[WRITTEN EXERCISE]: Continue the legal passage about how the Dickey court scored a prior burglary adjudication, starting right after its last sentence.

[SELECTION]:
Additionally, the statute did not distinguish between dwellings and other structures—the
distinction that was the basis for classifying a burglary as a person or nonperson felony
when the Kansas Sentencing Guidelines Act (KSGA) became effective July 1, 1993. As a
result, it was impossible to tell whether Dickey had committed a burglary that would
qualify as a person felony without engaging in factfinding. The Dickey court concluded
that the adjudication had to be scored as a nonperson felony because the judicial
factfinding that would have been necessary to score it otherwise was constitutionally
prohibited by Descamps v. United States, 570 U.S. __, 133 S. Ct. 2276, 2288-89, 186 L.
Ed. 2d 438 (2013). Dickey, 301 Kan. at 1039.

[SUPPLIED DATA]:
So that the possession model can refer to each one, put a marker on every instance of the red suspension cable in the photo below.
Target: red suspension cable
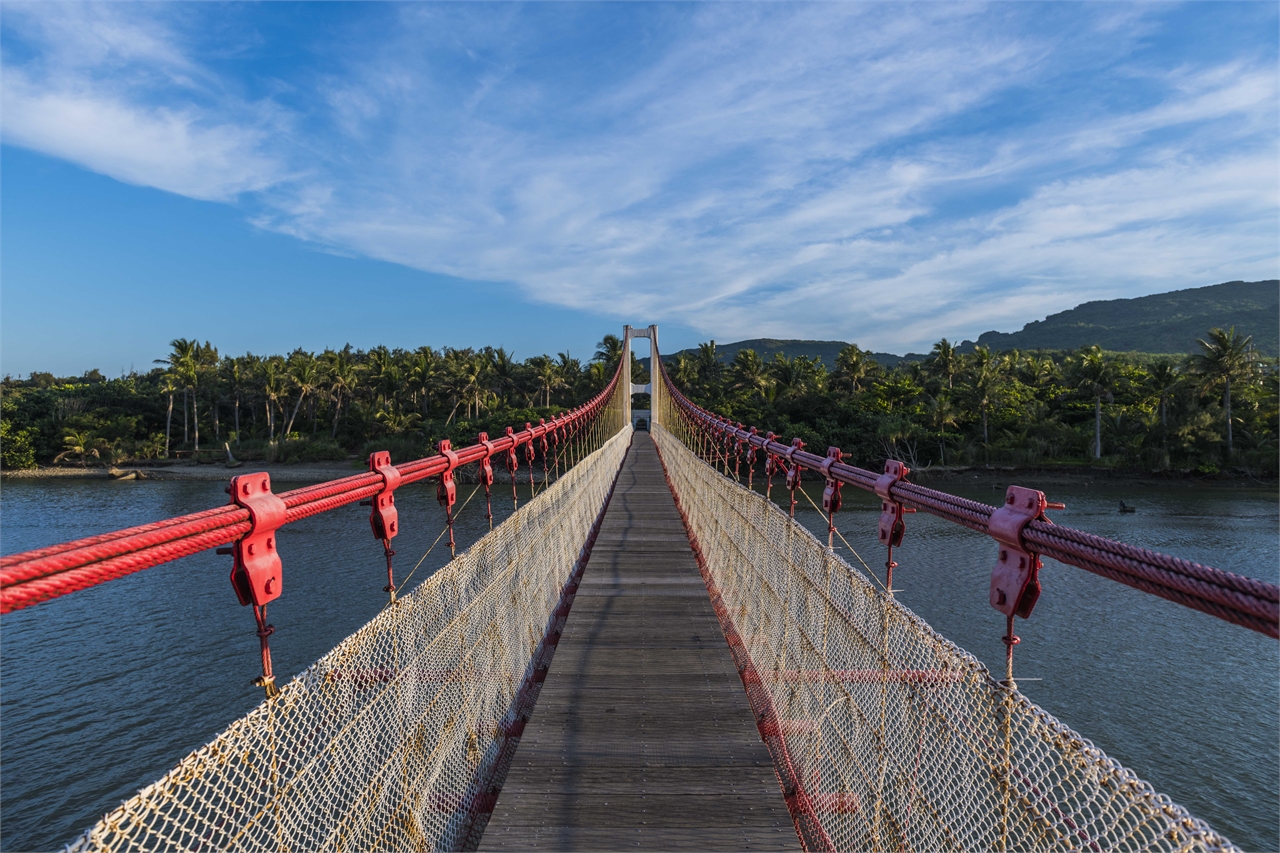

[ANSWER TO THE EXERCISE]:
But this case is distinguishable from Dickey in one crucial way: Hopkins' pre-1993
convictions were for aggravated burglary rather than burglary. The KSGA requires that
"[p]rior adult felony convictions for offenses that were committed before July 1, 1993,
shall be scored as a person or nonperson crime using a comparable offense under the
Kansas criminal code in effect on the date the current crime of conviction was
committed." K.S.A. 2015 Supp. 21-6810(d)(2). At the time of Hopkins' prior aggravated
burglary convictions, Kansas defined the crime as follows:
"Aggravated burglary is knowingly and without authority entering into or
remaining within any building, mobile home, tent or other structure, or any motor
vehicle, aircraft, watercraft, railroad car or other means of conveyance of persons or
property in which there is some human being, with intent to commit a felony or theft
therein.
"Aggravated burglary is a class C felony." K.S.A. 21-3716 (Ensley 1988).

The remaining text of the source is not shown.